About this exercise: After reading the data below, copy out every line that contains the word "paved".

Extracted entries:
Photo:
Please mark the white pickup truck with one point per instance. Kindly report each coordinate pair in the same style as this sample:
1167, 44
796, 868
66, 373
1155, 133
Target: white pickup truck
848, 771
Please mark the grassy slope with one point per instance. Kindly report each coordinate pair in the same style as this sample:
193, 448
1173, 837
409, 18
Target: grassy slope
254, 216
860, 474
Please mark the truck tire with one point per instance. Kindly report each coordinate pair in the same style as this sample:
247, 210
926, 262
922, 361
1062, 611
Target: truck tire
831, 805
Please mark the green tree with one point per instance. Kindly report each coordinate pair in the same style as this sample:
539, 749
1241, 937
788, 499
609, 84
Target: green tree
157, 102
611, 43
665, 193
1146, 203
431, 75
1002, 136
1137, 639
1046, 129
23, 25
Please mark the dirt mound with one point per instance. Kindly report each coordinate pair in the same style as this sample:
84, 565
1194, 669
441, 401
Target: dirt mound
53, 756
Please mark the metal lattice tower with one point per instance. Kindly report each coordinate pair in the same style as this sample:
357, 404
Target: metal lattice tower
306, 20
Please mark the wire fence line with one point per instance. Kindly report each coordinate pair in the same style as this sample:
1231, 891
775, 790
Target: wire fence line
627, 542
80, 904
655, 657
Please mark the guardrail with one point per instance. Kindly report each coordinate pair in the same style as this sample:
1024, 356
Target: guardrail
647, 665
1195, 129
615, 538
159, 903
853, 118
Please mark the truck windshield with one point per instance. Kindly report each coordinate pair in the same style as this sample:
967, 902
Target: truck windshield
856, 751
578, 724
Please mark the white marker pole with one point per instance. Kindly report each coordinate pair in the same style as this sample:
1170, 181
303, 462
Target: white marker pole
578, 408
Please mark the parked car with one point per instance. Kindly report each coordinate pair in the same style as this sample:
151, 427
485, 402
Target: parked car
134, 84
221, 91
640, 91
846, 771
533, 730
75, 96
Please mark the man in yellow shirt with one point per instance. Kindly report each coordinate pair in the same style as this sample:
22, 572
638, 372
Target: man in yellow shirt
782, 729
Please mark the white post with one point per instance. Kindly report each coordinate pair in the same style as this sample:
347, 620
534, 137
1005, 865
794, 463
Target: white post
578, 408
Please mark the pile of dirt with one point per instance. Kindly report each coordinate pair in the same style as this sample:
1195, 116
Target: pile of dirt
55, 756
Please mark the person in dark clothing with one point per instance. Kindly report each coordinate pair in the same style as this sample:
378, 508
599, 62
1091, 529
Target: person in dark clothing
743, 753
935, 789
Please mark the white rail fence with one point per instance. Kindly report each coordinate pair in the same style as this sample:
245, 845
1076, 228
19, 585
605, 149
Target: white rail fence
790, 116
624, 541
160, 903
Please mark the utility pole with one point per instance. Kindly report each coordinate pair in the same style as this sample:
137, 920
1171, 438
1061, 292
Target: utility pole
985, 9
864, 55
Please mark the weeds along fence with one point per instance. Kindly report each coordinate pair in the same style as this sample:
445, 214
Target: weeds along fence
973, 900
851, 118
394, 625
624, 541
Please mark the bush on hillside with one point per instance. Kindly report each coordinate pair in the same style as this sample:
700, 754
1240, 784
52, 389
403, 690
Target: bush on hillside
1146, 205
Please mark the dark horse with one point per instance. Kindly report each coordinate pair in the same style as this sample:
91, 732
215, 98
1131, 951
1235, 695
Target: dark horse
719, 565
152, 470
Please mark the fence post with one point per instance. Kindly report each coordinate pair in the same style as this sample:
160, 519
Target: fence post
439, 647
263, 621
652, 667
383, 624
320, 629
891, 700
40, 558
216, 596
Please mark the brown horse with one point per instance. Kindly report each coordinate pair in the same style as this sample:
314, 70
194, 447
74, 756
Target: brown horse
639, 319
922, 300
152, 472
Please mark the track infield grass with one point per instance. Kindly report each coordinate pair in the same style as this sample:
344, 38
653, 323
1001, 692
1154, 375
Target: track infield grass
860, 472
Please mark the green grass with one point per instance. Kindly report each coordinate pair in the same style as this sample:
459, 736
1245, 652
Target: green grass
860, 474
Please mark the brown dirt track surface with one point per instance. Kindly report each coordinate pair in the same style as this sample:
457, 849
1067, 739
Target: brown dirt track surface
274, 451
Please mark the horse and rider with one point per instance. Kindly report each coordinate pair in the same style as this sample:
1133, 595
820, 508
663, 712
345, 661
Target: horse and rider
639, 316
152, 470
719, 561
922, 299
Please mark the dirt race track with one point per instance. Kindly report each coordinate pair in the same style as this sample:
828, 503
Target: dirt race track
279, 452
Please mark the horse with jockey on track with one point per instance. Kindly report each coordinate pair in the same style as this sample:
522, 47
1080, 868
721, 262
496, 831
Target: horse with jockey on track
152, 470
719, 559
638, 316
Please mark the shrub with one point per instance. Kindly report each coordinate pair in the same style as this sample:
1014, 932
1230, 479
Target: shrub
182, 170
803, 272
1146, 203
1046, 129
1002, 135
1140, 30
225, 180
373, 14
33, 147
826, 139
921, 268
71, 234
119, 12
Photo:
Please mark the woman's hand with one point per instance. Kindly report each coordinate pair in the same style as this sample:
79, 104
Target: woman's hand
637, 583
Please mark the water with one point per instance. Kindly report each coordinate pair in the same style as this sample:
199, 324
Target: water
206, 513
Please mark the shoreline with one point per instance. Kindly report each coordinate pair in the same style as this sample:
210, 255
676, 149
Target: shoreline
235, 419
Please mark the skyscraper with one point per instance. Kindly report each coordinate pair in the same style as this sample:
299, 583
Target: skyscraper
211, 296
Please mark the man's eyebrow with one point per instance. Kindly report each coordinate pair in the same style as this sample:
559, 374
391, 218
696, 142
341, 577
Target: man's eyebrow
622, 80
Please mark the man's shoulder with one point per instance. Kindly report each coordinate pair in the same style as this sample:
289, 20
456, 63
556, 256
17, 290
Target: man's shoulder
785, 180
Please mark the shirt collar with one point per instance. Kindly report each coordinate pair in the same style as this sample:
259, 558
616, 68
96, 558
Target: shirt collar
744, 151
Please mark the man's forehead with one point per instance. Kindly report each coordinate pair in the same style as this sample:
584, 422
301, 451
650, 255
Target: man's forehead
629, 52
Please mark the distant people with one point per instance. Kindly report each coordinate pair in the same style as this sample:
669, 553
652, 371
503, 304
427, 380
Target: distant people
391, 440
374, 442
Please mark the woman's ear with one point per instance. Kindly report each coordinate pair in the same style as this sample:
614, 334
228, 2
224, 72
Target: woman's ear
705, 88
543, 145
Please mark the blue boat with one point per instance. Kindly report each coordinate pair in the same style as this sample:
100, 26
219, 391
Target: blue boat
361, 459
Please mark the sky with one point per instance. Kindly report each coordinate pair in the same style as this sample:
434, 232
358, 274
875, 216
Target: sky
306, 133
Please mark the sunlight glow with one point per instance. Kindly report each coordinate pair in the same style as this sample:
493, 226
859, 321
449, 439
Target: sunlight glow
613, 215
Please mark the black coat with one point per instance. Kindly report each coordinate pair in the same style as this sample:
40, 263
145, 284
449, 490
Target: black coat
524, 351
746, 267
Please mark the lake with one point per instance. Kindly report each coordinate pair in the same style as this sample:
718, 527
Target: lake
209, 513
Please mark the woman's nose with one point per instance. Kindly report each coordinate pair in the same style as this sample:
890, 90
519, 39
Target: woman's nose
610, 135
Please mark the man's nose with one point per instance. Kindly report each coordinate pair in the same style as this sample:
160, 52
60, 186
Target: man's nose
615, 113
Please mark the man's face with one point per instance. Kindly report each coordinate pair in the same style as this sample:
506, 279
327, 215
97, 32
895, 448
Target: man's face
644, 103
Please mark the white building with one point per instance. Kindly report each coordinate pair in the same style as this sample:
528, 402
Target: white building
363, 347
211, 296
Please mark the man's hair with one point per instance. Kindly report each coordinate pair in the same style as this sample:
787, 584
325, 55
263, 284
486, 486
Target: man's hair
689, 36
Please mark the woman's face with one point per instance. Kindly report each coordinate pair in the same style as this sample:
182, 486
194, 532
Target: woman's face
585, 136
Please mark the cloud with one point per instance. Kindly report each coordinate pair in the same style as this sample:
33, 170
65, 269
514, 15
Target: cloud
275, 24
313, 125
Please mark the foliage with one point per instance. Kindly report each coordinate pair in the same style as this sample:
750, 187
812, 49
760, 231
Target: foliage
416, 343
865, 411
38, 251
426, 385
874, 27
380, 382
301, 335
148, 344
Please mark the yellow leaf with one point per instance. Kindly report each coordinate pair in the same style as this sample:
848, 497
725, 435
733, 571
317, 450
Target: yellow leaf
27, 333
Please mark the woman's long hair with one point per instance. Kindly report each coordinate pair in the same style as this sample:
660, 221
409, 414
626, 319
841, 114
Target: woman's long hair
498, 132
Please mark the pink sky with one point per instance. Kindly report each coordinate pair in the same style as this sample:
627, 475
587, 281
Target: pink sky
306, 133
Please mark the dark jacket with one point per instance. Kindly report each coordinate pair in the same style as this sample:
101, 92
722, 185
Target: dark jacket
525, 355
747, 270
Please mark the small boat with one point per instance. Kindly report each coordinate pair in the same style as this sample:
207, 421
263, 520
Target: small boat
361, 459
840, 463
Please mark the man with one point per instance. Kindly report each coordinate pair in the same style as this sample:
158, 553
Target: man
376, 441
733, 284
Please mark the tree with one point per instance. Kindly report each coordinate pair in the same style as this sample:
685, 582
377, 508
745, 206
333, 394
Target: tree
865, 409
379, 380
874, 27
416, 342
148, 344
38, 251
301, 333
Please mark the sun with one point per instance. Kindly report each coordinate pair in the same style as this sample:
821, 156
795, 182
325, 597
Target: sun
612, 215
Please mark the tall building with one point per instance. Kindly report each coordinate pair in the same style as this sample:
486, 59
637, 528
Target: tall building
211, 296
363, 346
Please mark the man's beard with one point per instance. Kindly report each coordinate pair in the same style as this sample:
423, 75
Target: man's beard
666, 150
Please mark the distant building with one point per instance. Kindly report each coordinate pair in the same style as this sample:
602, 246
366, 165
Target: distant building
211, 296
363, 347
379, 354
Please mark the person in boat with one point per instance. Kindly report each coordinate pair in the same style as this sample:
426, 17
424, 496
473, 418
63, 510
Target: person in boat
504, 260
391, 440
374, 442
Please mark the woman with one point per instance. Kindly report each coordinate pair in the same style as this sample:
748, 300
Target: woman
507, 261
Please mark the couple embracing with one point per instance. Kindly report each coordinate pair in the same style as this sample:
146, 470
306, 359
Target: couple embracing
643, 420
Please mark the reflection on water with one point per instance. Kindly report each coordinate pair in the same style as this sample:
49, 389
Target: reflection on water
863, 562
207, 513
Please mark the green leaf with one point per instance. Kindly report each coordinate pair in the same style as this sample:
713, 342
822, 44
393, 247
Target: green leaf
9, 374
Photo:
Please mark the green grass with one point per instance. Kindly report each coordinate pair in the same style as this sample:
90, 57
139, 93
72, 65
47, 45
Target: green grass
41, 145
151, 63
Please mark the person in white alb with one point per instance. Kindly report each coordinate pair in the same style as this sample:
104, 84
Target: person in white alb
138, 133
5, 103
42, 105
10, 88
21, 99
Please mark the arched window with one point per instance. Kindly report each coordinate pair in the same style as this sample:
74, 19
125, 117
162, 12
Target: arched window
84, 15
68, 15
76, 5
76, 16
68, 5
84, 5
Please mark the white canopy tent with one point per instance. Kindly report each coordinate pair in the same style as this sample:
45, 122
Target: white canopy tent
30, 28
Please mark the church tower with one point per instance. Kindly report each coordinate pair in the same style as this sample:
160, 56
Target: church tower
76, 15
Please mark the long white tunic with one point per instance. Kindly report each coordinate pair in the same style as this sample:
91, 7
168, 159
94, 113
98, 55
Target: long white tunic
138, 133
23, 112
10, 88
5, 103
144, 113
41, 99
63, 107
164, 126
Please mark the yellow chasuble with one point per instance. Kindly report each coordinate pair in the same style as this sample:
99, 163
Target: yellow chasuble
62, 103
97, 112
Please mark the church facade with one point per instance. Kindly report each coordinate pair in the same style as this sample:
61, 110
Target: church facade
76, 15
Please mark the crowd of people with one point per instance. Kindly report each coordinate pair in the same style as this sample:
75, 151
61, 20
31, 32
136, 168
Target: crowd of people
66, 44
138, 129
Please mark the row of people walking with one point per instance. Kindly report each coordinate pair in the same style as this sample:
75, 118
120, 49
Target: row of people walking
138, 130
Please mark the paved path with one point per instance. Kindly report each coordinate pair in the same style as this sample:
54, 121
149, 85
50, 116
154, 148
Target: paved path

Finished task:
Please mark the paved path with one point per instance. Kindly report each coordinate pair in the same style as this sample:
Target: paved path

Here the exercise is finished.